>>

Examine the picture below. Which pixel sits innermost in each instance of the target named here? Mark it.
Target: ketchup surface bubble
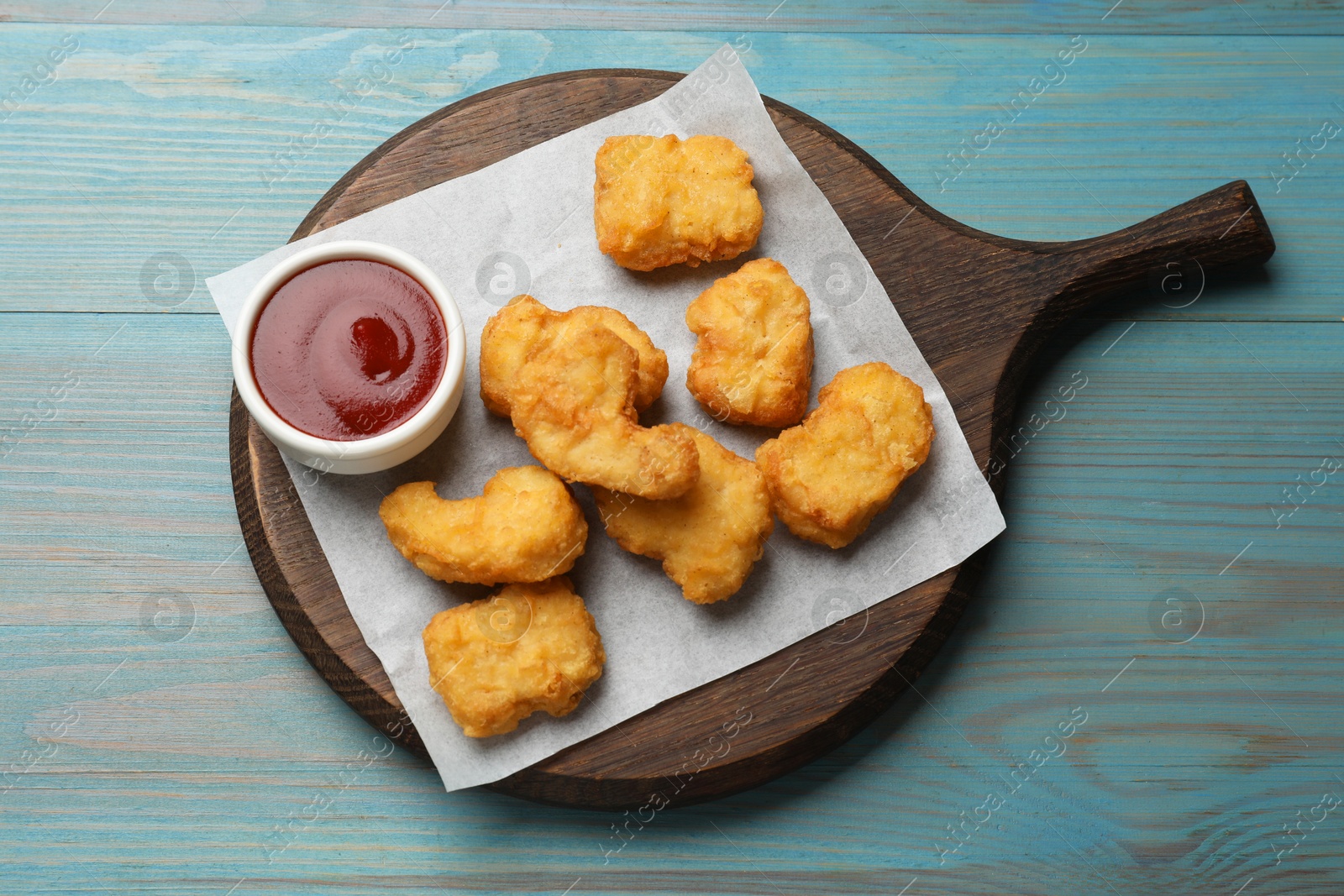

<<
>>

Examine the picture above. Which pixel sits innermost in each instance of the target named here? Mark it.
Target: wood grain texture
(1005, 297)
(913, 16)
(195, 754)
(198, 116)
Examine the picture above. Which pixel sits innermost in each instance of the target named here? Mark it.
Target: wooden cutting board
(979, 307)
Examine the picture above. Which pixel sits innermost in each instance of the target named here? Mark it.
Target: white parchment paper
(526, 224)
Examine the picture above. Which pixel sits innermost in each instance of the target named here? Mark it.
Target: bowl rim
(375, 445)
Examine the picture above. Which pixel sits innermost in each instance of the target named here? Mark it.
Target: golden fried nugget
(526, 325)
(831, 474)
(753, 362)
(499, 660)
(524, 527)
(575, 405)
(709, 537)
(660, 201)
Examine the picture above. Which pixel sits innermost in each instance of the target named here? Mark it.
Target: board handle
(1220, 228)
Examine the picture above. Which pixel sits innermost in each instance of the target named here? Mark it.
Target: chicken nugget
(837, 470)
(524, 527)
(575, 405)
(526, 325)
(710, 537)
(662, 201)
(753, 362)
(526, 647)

<<
>>

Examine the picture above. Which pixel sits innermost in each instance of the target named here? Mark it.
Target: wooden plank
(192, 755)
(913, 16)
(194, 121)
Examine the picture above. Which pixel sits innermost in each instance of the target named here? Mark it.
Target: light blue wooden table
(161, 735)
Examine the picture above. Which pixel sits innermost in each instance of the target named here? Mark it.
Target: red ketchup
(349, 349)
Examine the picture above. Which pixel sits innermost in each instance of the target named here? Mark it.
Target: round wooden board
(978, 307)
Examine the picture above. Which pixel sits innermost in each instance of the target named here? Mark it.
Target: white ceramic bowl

<<

Trabajo requerido
Seleccione de los registros todas las líneas en las que aparezca la palabra "nugget" y cópielas.

Respuesta
Target: golden fried nugget
Target: chicken nugget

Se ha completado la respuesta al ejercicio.